→ TASK BRIEF
Print, exactly as given, each line of the data from the line containing "Where can the hazy" up to and including its last line.

--

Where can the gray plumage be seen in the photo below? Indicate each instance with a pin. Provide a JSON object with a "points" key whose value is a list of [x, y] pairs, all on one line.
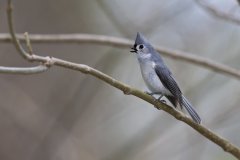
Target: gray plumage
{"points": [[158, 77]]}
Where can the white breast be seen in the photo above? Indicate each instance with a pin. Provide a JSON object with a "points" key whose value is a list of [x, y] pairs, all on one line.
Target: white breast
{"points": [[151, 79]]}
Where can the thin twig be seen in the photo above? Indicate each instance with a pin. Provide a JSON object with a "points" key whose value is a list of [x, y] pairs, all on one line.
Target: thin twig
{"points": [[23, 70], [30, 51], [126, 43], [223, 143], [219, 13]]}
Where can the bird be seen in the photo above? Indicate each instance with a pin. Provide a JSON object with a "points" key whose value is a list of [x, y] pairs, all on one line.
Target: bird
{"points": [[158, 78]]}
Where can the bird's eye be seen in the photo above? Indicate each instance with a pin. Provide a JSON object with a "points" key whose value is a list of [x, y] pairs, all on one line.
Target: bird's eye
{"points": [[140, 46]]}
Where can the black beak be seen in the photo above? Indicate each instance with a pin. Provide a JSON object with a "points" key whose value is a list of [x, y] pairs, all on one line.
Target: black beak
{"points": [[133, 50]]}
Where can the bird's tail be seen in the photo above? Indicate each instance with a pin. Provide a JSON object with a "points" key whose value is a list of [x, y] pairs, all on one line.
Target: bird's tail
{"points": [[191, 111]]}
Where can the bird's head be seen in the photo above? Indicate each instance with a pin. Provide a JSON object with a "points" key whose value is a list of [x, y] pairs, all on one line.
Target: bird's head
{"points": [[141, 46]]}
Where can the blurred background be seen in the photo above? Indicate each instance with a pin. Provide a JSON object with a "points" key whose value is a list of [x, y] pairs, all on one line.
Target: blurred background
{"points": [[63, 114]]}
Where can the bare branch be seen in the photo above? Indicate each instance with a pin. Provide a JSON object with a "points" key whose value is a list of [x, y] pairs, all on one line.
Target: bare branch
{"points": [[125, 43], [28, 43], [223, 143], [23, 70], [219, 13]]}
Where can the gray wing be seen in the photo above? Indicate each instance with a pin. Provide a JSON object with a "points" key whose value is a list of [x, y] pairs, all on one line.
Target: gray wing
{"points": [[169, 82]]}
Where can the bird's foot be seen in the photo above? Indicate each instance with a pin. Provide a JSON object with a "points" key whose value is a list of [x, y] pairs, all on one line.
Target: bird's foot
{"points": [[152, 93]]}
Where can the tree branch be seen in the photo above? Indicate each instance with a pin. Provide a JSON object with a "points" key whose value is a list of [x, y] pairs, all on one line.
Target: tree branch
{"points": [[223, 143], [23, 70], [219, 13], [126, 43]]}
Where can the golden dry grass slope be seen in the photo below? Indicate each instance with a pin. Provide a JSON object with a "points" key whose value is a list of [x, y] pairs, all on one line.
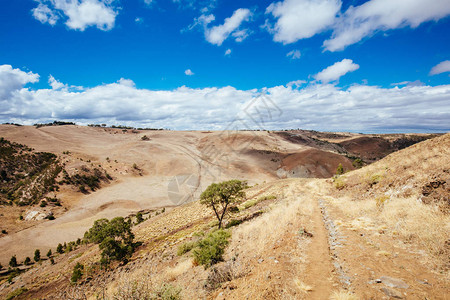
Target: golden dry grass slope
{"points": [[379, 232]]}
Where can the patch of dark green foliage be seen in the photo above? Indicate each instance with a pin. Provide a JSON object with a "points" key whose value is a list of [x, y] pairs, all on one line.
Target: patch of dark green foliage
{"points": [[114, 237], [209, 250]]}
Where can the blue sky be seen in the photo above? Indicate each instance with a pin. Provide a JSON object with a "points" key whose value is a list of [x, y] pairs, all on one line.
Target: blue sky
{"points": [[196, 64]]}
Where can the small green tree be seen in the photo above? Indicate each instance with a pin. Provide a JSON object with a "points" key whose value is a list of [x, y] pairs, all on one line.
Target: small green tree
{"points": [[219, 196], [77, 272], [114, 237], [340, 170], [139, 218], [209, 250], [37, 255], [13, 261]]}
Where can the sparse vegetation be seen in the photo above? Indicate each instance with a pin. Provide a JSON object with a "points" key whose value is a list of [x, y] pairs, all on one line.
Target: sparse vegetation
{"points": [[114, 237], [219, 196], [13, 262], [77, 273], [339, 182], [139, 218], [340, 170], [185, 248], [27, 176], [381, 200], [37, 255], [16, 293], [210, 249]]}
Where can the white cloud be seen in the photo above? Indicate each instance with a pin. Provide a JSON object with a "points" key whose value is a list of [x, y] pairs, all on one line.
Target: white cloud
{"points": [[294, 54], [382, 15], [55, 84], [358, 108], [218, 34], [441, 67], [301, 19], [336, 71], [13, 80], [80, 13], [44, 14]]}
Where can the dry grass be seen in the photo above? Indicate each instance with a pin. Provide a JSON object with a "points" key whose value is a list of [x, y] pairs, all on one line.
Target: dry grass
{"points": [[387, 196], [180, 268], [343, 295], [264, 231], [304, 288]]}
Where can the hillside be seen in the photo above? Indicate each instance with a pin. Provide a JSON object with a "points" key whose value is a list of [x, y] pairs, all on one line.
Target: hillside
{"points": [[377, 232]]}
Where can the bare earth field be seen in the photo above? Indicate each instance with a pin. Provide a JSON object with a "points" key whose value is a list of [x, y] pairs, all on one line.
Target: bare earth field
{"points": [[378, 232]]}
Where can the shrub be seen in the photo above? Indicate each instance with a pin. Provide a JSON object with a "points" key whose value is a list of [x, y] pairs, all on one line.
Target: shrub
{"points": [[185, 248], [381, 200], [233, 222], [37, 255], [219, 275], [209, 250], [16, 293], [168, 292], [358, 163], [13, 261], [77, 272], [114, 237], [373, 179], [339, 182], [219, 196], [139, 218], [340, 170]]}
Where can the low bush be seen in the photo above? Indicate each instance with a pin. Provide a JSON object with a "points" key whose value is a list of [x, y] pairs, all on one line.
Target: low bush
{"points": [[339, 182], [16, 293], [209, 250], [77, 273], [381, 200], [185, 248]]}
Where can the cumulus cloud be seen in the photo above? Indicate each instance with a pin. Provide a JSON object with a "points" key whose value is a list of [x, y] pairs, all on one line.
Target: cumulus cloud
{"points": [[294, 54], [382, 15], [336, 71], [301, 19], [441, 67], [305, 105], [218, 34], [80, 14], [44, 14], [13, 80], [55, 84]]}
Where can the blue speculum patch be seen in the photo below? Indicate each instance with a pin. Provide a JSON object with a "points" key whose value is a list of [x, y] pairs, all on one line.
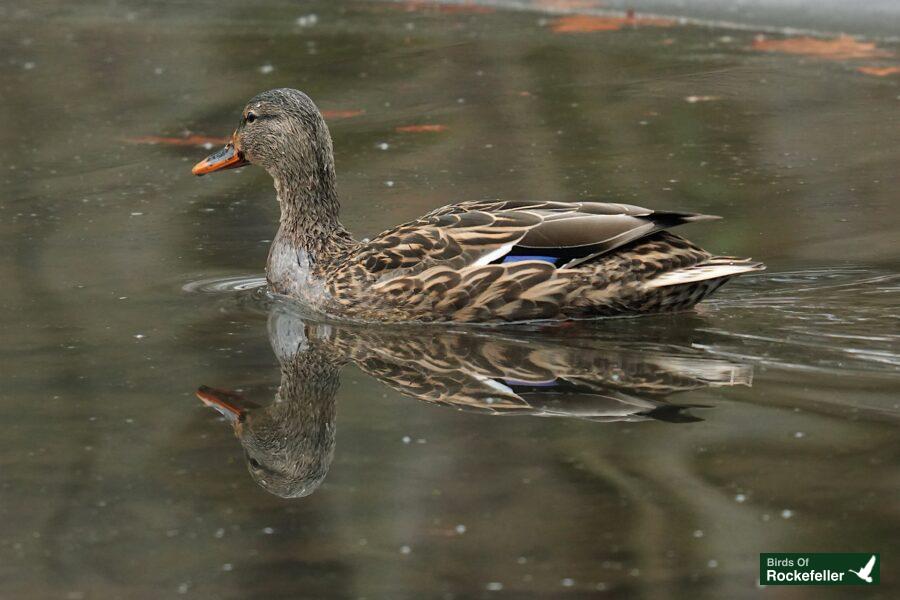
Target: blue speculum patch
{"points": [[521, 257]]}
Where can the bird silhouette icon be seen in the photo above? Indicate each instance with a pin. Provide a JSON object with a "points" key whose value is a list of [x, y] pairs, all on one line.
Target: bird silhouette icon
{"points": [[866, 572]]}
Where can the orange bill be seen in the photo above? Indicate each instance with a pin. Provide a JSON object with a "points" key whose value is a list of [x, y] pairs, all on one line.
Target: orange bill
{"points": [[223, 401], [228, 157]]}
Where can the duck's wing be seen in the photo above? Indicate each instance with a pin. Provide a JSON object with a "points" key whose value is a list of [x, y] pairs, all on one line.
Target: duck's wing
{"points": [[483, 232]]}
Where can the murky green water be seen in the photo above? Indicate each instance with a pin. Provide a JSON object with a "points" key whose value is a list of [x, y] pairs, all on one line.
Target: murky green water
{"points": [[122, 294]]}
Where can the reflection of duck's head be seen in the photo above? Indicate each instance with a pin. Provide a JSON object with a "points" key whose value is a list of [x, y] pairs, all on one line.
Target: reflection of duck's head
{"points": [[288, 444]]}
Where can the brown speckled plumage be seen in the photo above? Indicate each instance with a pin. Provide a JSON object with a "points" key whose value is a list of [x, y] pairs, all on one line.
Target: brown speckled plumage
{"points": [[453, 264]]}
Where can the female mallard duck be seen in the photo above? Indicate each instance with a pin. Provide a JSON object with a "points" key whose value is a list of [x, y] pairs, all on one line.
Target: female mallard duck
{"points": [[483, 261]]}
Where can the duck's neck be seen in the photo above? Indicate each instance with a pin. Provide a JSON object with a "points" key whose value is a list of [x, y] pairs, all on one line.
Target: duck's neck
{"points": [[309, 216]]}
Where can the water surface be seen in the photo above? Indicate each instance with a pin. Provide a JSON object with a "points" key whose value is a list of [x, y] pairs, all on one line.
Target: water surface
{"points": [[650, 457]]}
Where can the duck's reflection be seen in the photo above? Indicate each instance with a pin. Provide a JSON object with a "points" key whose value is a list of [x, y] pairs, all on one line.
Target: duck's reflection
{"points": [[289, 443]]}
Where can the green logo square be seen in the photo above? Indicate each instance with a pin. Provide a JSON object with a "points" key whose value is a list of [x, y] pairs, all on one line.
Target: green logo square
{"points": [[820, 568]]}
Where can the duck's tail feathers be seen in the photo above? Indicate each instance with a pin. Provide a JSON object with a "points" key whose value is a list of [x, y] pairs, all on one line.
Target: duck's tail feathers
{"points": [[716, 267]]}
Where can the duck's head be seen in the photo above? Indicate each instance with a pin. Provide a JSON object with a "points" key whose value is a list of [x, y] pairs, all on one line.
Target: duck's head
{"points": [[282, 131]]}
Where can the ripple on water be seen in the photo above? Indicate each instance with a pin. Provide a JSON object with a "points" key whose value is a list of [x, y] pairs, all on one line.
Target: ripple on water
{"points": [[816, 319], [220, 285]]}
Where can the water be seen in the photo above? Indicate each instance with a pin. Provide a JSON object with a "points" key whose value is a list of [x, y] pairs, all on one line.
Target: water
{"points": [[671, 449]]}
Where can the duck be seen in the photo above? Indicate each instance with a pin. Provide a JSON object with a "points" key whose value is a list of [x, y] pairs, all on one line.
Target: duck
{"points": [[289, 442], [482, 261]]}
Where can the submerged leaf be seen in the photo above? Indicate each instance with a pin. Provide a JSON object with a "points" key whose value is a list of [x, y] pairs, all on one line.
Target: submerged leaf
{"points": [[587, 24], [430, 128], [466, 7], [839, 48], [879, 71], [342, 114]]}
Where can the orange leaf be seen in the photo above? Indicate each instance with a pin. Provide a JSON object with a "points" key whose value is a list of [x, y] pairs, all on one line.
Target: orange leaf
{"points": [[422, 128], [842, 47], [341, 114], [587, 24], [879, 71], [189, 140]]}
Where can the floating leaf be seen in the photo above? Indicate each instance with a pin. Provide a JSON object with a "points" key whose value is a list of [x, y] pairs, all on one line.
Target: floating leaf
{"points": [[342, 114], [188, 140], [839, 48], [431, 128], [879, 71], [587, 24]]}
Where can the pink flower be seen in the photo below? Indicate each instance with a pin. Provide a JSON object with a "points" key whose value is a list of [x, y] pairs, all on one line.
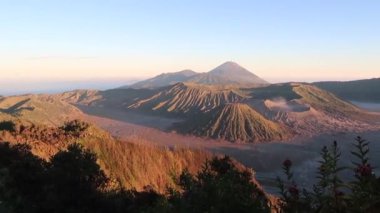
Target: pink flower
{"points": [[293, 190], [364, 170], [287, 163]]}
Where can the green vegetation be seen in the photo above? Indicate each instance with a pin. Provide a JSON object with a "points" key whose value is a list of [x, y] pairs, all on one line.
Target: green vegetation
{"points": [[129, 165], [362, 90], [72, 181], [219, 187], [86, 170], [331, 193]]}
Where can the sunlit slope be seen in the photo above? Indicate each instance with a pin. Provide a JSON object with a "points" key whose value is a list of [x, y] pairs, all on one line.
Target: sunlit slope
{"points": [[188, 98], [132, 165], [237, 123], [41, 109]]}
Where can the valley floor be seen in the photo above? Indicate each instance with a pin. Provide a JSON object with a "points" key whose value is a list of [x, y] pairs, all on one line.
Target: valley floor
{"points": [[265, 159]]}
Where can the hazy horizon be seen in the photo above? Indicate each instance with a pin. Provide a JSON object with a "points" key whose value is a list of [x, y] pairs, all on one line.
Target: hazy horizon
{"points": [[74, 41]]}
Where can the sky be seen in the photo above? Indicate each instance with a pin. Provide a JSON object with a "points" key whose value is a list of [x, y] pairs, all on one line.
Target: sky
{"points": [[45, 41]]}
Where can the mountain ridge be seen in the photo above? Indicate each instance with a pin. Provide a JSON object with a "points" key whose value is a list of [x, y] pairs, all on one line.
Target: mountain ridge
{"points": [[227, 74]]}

--

→ SOLUTION
Where can the hazy horizon be seen in the photo above? Indicate each instance with a pin. Provide a JSON object with a "points" key whose value is a list of [x, y] pairs, all on one line.
Target: hazy horizon
{"points": [[74, 41]]}
Where can the sky be seen in the photo above? Indicate each instance with a pin. Provide a JSON object with a "points" key whose value is a list of [x, y] pairs, all on one line.
Target: sky
{"points": [[45, 41]]}
Where can the mountain ridge be seen in the photo above? Indicate each instance with a pin. Provide a JSON object with a "points" key whose value is a list of [x, y] pairs, all on one line.
Target: mountain ridge
{"points": [[227, 74]]}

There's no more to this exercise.